STATED EXERCISE >>
Identify each of the lines below that contains the word "rope", and copy those lines out.

========================================

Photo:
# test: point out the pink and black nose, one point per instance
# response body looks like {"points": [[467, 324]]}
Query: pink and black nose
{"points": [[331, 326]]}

========================================

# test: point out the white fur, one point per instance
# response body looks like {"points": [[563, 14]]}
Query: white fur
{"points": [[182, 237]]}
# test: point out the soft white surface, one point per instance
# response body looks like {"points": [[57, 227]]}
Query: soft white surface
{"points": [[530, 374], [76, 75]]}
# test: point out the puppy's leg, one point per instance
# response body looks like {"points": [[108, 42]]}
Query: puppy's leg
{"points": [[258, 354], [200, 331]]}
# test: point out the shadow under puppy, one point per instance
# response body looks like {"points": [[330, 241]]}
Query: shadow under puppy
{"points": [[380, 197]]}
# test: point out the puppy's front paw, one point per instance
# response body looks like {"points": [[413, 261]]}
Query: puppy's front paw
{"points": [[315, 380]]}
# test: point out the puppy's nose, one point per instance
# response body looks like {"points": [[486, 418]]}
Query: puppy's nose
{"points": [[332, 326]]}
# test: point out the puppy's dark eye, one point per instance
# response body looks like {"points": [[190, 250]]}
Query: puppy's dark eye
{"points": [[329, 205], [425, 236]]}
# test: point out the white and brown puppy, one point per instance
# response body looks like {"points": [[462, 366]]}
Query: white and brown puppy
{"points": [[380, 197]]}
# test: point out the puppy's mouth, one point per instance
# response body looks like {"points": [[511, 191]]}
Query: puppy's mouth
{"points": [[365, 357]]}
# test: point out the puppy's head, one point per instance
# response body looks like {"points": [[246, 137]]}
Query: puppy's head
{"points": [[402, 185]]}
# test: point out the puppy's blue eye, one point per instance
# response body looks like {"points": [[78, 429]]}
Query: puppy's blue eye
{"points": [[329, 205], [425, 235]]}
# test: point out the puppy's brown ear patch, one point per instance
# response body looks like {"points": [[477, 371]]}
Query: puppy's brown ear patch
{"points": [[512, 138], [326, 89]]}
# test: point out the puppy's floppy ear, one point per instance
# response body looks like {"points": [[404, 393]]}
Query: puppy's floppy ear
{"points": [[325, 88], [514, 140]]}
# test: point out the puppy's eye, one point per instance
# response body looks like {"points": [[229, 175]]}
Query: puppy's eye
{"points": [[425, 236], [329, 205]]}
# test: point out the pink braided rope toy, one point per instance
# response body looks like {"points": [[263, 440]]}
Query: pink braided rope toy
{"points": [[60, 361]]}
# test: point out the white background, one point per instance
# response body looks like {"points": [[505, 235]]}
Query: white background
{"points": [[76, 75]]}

========================================

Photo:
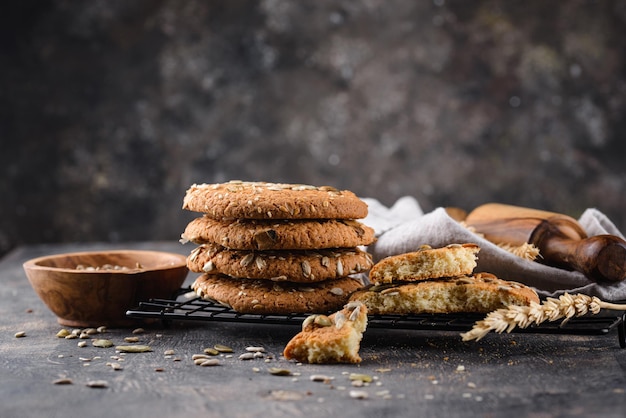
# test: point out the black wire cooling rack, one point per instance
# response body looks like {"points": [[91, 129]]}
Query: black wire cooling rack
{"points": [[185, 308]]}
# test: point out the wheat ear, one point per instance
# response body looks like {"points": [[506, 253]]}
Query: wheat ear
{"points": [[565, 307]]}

========================================

ANSWER FOR THIS EXERCISE >>
# test: point out the pink braided rope toy, one point per instance
Query: pink braided rope toy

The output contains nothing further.